» The input:
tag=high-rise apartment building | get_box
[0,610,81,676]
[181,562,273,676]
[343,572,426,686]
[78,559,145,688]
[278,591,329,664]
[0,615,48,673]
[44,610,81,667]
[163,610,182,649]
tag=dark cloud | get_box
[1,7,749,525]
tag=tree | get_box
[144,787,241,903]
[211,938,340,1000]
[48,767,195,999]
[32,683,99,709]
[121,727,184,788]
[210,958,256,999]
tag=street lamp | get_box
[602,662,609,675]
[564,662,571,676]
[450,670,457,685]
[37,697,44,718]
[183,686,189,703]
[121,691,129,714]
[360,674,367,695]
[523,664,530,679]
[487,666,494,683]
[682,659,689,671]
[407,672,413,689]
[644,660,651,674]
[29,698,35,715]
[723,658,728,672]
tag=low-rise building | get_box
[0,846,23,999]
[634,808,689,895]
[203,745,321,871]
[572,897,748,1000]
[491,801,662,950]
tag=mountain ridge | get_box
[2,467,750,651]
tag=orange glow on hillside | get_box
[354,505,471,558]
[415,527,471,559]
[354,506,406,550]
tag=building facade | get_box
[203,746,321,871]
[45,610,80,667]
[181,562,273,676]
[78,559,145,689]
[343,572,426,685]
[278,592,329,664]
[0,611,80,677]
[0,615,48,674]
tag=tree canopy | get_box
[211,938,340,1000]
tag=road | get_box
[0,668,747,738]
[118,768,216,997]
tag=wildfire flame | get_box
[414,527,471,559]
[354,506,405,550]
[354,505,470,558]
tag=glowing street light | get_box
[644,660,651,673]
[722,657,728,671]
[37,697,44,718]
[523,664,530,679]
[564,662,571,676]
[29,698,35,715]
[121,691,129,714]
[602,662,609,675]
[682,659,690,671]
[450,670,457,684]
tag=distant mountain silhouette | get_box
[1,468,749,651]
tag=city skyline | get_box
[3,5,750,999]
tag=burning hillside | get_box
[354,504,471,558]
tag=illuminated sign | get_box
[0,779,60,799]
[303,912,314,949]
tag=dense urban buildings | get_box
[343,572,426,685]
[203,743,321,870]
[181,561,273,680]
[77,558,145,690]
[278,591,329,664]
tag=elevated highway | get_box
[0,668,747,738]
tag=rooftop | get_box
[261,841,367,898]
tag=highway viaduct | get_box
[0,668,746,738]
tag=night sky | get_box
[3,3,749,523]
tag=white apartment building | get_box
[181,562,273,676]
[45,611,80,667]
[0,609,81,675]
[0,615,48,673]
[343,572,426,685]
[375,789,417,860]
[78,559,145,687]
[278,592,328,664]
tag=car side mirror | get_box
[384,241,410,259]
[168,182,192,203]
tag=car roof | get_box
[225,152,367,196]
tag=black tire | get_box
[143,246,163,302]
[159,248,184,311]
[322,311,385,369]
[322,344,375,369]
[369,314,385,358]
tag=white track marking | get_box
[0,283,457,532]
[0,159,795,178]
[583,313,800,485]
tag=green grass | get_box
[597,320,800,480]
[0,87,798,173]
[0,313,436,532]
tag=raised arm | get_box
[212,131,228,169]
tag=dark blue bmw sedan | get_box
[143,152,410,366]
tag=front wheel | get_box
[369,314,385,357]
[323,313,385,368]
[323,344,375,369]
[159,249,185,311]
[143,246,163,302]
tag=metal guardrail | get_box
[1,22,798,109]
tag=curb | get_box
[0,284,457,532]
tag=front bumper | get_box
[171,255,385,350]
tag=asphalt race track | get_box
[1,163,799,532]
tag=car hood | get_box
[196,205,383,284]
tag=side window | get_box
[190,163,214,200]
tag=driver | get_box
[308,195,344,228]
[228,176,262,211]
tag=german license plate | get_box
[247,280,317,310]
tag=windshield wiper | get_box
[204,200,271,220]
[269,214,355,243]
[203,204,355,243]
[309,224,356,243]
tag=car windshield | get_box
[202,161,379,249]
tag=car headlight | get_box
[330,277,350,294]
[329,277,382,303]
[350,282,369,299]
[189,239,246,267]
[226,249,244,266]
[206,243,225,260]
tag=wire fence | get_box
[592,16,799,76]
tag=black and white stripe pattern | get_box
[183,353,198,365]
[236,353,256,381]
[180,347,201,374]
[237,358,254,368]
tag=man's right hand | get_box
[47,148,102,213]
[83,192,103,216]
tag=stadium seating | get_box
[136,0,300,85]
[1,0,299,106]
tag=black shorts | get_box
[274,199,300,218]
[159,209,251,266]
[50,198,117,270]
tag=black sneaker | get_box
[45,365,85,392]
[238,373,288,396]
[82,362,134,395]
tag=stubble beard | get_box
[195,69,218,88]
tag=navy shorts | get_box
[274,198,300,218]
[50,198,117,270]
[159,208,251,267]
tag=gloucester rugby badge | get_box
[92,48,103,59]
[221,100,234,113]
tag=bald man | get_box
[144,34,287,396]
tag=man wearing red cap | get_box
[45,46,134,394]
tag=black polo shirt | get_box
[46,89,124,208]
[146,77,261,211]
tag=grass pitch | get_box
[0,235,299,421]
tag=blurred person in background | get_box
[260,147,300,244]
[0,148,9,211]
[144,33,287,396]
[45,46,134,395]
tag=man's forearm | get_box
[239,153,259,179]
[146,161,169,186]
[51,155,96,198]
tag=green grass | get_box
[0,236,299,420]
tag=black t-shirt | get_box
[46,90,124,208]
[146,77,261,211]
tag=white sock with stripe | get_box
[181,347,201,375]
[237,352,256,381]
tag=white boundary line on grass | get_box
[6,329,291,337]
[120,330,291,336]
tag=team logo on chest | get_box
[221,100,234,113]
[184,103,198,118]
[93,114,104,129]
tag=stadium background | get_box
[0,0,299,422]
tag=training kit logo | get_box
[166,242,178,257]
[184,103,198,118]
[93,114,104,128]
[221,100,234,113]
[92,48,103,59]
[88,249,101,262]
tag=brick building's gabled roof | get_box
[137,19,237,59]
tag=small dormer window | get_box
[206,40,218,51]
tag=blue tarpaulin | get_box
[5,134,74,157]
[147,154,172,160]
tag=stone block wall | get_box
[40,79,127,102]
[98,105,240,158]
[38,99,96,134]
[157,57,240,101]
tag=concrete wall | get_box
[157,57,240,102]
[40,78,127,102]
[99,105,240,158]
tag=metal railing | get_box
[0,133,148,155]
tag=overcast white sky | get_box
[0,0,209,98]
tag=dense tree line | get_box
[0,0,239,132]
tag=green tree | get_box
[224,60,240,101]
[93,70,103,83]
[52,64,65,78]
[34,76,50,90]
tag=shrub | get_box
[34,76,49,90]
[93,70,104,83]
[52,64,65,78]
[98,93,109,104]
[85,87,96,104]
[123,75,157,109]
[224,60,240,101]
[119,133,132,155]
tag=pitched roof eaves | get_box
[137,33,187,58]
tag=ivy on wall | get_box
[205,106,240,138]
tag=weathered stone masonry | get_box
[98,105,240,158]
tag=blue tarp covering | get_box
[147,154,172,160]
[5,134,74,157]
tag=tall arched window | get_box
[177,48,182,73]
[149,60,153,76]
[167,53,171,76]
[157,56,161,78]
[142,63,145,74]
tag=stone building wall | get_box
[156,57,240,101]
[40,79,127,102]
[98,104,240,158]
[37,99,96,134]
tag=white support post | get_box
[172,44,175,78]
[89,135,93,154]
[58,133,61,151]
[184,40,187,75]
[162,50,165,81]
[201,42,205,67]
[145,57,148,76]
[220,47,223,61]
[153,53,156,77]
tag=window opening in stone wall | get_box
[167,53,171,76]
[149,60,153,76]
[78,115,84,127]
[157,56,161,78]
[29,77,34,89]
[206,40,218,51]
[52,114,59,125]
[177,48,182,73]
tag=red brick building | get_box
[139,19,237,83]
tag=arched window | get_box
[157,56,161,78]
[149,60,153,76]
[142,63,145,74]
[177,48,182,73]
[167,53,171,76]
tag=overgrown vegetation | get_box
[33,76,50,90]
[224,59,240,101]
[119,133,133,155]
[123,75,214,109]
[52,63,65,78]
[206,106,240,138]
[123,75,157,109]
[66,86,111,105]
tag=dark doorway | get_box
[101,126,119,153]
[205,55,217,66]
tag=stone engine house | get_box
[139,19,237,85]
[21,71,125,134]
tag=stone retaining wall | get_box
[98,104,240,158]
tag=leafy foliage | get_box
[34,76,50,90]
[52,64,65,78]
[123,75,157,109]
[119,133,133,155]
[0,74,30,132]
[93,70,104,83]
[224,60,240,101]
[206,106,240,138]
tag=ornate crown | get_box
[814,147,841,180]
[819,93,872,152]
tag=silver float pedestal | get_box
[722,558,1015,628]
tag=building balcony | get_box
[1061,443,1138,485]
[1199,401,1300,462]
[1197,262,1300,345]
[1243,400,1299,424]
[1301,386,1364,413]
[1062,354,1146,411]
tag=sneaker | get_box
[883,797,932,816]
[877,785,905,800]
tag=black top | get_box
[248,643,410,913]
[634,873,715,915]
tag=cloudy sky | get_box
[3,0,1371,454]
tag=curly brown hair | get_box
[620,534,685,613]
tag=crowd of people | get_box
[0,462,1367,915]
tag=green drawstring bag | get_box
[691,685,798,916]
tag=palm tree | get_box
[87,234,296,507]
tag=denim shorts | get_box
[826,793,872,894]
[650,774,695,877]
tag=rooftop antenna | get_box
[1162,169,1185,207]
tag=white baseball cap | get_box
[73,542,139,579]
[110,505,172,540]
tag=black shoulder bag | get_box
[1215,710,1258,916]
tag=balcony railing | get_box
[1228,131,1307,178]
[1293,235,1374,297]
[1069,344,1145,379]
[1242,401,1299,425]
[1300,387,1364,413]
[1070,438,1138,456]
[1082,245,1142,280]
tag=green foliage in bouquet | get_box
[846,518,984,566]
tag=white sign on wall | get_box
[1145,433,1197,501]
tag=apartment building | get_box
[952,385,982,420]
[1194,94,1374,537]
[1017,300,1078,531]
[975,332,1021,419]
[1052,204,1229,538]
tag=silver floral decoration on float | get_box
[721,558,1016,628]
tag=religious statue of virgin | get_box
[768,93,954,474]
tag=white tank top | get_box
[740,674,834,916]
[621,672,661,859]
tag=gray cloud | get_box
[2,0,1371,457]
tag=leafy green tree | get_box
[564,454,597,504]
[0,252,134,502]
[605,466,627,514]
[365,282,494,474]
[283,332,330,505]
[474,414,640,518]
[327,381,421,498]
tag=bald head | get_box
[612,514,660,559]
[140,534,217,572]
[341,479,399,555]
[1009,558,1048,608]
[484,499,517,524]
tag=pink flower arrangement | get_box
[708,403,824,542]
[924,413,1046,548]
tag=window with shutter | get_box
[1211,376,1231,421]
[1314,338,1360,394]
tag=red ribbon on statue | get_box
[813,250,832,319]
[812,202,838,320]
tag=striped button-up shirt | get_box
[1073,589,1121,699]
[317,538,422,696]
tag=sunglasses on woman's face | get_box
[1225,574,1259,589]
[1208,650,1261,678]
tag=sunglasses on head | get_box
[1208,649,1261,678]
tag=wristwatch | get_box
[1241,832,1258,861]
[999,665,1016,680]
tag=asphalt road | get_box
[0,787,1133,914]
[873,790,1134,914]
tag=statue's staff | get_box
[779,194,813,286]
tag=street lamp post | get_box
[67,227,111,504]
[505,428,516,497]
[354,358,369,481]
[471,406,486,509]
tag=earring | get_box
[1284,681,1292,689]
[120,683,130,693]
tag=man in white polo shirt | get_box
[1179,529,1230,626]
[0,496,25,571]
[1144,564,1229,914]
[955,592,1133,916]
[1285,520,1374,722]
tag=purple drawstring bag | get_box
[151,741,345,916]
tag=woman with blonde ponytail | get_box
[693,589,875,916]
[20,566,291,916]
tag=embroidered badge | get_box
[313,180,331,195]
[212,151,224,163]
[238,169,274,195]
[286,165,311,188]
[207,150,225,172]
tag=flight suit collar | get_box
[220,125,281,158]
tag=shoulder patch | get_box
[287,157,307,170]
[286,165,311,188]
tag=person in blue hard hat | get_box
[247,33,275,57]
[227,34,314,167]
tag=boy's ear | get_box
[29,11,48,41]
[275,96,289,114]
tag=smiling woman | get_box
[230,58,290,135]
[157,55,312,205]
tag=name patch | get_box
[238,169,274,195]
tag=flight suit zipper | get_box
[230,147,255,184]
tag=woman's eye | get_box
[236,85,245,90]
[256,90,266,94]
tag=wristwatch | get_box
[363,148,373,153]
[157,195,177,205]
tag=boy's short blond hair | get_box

» Instructions for the task: Each line from the one that includes "tag=flight suit collar | get_box" down to the close of the records above is to be given again exactly, and no other line is to appear.

» Expected answer:
tag=flight suit collar | get_box
[220,125,281,158]
tag=shoulder patch | get_box
[287,157,307,170]
[286,165,311,188]
tag=person in blue hard hat | get_box
[247,33,275,57]
[227,34,314,167]
tag=boy's ear | get_box
[29,11,48,41]
[275,96,289,114]
tag=smiling woman | get_box
[230,58,290,135]
[157,55,312,205]
tag=name patch | get_box
[238,169,274,195]
tag=flight suit zipper | get_box
[230,147,255,184]
tag=woman's eye | get_box
[236,85,245,90]
[256,90,266,94]
tag=wristwatch | get_box
[363,148,373,153]
[157,195,177,205]
tag=boy's short blond hair | get_box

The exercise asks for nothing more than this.